● **STATED PROBLEM 1**
In the commentary on UK spring temperatures, what is the heatwave threshold for London?
● **STATED PROBLEM 2**
Set down the commentary on UK spring temperatures word for word from "Oh really? And" to "of May 1225?".

* Start SOURCE *

Or that it’s reporting things that may well not happen, as it then quoted a weatherperson that:

“As high pressure continues to dominate the UK weather, we will see the temperatures building day on day through the week with Thursday seeing the peak of the heat with 29C or even a chance we could see 30C.”

So we went from “temperatures reaching up to 30C” to “a chance we could see 30C”. And what actually happened? Why, the mercury soared to … um… 28C. In Kew Gardens in, again, London, a massive megalopolis given to trapping heat for reasons unrelated to climate. Then it cooled down again (at time of writing the daily high was 64F or 18C.)

In reporting this sizzling May 1 result, and insisting that it was “officially the hottest start to May on record in the UK, the Met Office has confirmed”, The Independent conceded that “Despite the soaring temperatures, the Met Office has ruled out a heatwave this week.” Which it went on to say would require three consecutive days above the “heatwave threshold”, which “is 25C for most of the UK, rising to 28C in London.”

Oh really? And why is that? Not by any chance an Urban Heat Island effect here, is there?

And how much confidence, again, does anyone have in our ability to say whether there were periods exceeding this fabled “heatwave threshold” in London, or in Inverness, during the Medieval Warm Period or shortly before Claudius invaded? (Which was in AD43, to save you the trouble of Googling; it was also during the “Roman Warm Period” when the Romans who invaded Britain created a thriving wine industry, as also existed during the Medieval Warm Period Michael Mann does not allow to exist with the active connivance of much of the press and it seems the Met Office.) And if the Times is reporting things happening that didn’t even happen in May 2025, what confidence do you have in their account of May 1225?

BTW a piece in The Independent said:

“Europe is the fastest-warming continent in the world as countries were hit by clear climate change impacts, extreme weather and record temperatures in 2024, a major annual report shows. Around 100 scientists and experts contributed to the UN-led European State of the Climate 2024, which found that last year was the warmest on record for the continent.”

European journalists were chuffed to be cooking fastest. And one could probably start quite the brawl by telling someone doing a State of the Climate 2024 on some other continent, or a journalist there, that they didn’t get to be warming fastest. But instead we’re going to note that the UAH data do show a very recent spring 2025 upward bounce but it still hasn’t equalled 1998 or 2016 figures, and it is still unclear what effects the Hunga Tonga eruption had or how long they will last.

* End SOURCE *
* Start INFORMATION GIVEN *

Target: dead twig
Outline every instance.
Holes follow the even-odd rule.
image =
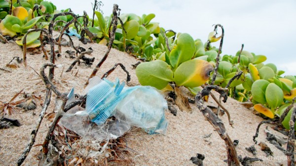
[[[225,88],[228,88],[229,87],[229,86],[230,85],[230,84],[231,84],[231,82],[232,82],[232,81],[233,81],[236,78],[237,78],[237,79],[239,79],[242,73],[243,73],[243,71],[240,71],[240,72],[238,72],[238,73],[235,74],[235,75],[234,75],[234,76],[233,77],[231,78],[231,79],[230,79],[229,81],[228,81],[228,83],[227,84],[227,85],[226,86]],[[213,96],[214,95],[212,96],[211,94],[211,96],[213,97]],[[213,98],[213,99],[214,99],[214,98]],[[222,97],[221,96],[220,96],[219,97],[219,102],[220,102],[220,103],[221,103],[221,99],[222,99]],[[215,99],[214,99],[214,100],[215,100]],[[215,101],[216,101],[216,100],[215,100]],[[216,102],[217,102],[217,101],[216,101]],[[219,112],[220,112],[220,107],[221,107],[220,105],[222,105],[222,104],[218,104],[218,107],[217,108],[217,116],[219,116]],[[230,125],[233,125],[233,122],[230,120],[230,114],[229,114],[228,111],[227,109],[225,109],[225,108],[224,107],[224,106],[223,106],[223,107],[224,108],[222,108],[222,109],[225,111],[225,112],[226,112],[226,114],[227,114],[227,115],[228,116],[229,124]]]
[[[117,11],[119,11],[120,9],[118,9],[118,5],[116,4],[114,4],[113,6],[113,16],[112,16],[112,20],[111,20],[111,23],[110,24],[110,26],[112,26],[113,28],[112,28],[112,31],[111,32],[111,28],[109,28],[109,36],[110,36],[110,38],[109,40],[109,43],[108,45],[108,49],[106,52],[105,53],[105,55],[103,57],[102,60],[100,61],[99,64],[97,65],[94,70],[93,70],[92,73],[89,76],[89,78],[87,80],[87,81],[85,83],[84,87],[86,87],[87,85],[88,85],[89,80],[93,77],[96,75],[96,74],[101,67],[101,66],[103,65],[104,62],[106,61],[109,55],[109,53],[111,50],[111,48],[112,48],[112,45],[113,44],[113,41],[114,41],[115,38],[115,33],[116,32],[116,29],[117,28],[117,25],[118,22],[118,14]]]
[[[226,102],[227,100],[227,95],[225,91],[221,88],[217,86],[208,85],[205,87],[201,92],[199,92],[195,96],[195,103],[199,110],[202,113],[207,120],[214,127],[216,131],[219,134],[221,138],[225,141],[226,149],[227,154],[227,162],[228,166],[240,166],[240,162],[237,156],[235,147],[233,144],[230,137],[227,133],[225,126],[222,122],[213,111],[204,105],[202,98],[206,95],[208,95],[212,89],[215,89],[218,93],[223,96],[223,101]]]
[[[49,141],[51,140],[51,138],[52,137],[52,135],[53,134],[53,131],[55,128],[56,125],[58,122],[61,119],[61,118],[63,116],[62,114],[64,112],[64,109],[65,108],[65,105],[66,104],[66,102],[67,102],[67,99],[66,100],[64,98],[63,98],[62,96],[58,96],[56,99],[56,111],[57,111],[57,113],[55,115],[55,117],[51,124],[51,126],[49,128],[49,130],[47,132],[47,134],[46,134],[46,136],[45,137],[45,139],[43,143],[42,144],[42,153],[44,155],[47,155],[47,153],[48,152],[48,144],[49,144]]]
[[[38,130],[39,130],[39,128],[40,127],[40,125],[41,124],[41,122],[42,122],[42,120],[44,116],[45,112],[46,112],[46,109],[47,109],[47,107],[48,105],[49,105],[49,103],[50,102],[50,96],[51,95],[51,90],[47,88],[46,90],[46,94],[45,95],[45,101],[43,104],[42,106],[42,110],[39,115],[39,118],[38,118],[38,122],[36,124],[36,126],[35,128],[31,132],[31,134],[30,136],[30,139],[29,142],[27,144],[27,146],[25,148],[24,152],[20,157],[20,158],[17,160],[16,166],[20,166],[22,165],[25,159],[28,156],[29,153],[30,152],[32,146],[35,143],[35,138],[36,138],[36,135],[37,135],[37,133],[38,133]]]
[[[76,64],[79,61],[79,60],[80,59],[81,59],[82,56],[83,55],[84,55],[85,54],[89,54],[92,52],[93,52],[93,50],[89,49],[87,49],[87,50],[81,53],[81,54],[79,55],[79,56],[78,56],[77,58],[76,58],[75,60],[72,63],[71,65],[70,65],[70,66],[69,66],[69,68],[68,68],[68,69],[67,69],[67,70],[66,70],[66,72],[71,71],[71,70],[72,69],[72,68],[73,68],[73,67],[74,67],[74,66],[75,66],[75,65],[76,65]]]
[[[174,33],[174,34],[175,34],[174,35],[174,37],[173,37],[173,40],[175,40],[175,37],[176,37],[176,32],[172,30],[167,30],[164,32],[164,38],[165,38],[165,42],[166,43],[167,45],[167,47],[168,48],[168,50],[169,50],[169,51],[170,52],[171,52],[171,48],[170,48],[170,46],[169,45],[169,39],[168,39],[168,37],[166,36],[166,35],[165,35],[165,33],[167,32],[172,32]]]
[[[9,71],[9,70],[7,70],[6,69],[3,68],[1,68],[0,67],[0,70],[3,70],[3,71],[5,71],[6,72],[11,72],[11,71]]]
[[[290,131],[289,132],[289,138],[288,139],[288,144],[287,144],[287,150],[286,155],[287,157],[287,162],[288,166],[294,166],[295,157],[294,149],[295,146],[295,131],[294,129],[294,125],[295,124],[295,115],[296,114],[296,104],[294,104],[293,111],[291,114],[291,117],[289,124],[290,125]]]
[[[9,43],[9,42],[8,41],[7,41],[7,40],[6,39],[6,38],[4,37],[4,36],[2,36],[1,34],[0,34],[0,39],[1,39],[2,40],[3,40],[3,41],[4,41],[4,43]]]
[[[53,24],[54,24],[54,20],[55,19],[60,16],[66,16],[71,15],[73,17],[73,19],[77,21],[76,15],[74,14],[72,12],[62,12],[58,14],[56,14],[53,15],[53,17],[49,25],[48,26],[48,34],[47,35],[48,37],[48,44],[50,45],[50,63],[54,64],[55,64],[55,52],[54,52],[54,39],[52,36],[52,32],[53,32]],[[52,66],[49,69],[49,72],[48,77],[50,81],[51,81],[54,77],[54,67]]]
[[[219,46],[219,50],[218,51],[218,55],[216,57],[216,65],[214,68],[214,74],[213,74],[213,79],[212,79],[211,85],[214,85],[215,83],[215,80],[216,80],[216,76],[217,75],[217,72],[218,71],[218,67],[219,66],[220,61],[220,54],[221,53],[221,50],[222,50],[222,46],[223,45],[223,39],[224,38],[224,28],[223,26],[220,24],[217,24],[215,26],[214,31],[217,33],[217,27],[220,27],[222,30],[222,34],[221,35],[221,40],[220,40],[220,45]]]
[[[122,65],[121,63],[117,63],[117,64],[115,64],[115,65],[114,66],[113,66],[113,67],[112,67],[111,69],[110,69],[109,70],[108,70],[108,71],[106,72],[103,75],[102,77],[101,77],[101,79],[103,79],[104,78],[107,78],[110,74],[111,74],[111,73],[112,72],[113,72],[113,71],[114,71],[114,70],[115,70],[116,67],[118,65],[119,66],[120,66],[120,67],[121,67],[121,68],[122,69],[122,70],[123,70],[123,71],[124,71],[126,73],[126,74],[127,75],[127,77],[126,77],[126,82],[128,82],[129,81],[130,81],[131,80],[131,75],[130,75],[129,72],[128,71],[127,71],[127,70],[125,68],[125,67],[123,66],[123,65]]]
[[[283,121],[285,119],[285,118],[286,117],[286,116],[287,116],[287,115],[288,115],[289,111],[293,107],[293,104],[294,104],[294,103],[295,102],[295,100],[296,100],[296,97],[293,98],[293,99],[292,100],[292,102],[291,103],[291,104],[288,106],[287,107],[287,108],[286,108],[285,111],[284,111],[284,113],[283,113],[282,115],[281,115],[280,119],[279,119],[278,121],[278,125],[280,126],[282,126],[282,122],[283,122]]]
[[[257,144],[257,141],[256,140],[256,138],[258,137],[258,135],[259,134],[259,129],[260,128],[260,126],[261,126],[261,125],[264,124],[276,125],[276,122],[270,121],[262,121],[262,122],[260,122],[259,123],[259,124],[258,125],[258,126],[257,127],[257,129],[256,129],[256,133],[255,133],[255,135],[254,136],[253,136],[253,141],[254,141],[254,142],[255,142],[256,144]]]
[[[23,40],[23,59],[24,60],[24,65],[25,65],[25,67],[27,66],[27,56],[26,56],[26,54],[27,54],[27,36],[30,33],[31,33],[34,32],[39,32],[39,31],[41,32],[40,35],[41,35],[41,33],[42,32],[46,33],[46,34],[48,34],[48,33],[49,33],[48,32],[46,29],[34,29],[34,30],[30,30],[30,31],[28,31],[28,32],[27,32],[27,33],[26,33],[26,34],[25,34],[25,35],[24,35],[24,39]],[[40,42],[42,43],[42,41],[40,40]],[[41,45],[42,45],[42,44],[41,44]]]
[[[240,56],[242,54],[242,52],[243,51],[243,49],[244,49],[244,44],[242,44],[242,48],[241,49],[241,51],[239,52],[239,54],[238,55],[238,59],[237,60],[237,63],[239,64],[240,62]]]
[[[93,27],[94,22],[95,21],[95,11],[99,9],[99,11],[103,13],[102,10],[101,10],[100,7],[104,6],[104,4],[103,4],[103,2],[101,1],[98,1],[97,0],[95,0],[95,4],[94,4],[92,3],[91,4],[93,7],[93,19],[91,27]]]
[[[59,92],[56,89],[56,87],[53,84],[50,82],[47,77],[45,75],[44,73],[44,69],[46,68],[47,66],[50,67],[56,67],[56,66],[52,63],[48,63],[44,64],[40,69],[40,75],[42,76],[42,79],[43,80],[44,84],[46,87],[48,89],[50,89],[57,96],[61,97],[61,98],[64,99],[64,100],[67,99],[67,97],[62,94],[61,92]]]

* End INFORMATION GIVEN *
* Start INFORMATION GIVEN *

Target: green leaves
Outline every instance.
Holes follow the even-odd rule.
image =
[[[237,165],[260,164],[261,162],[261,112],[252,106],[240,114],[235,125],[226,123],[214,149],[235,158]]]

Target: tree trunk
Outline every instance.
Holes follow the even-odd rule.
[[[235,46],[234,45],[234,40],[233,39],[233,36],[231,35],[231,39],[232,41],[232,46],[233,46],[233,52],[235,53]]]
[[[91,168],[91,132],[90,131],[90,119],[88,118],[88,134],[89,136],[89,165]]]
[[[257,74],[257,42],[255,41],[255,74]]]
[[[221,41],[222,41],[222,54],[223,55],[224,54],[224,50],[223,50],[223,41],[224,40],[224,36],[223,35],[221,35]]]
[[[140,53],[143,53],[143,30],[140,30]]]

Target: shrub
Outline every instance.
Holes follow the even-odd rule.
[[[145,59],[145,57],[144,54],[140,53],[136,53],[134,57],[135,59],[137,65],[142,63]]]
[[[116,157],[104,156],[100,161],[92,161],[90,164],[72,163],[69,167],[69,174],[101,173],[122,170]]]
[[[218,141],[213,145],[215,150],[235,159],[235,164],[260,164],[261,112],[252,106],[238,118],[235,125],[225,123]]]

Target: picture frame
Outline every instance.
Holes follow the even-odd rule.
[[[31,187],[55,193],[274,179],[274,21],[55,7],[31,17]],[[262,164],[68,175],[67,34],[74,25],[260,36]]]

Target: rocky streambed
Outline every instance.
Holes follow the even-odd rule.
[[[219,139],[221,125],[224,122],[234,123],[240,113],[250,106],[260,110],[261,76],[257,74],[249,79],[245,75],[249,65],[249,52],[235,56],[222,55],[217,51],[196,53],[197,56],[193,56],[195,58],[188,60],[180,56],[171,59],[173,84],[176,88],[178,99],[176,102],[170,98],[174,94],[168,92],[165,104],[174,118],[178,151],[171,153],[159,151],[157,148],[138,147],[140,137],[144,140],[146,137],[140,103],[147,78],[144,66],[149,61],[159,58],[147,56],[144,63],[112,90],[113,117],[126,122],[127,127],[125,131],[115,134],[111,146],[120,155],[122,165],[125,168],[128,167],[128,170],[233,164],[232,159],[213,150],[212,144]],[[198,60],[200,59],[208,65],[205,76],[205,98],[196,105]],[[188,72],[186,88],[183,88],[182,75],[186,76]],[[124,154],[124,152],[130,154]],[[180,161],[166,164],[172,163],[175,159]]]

* End INFORMATION GIVEN *

● **OUTPUT 1**
28C

● **OUTPUT 2**
Oh really? And why is that? Not by any chance an Urban Heat Island effect here, is there?

And how much confidence, again, does anyone have in our ability to say whether there were periods exceeding this fabled “heatwave threshold” in London, or in Inverness, during the Medieval Warm Period or shortly before Claudius invaded? (Which was in AD43, to save you the trouble of Googling; it was also during the “Roman Warm Period” when the Romans who invaded Britain created a thriving wine industry, as also existed during the Medieval Warm Period Michael Mann does not allow to exist with the active connivance of much of the press and it seems the Met Office.) And if the Times is reporting things happening that didn’t even happen in May 2025, what confidence do you have in their account of May 1225?